Check every line below for the string "brown". Copy the ones that have it.
________________
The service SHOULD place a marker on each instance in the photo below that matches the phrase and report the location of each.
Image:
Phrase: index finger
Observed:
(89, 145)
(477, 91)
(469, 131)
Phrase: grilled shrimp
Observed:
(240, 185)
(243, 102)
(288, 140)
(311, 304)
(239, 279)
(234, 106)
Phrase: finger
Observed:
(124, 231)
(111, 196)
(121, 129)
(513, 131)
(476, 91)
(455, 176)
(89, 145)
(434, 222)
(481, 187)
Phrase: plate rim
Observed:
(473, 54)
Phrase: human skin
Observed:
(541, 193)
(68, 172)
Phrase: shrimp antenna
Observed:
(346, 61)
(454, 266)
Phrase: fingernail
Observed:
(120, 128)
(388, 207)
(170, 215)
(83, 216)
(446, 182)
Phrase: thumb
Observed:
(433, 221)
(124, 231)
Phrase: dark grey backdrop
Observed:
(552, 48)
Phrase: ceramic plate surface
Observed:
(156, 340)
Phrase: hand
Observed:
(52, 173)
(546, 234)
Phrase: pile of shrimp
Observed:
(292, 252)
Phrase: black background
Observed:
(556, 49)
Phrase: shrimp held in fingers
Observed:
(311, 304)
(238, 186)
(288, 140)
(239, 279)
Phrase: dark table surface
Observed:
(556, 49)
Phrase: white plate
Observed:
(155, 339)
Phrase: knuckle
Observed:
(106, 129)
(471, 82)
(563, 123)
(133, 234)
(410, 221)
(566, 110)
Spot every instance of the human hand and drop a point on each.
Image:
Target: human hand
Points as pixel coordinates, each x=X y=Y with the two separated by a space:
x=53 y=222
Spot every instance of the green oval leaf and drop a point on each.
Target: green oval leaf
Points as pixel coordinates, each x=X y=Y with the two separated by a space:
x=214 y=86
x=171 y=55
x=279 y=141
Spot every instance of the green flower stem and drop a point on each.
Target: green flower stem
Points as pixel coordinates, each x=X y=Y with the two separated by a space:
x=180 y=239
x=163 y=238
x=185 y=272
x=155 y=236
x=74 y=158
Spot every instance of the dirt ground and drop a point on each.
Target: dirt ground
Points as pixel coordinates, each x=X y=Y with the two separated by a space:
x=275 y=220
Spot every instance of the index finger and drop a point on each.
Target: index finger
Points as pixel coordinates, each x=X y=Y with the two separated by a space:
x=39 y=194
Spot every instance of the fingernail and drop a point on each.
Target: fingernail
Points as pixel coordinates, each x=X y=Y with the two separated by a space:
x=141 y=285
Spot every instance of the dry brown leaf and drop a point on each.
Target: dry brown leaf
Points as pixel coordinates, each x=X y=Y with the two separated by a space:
________________
* [Output for this task]
Spot every instance of the dry brown leaf and drop a point on each.
Target: dry brown leaf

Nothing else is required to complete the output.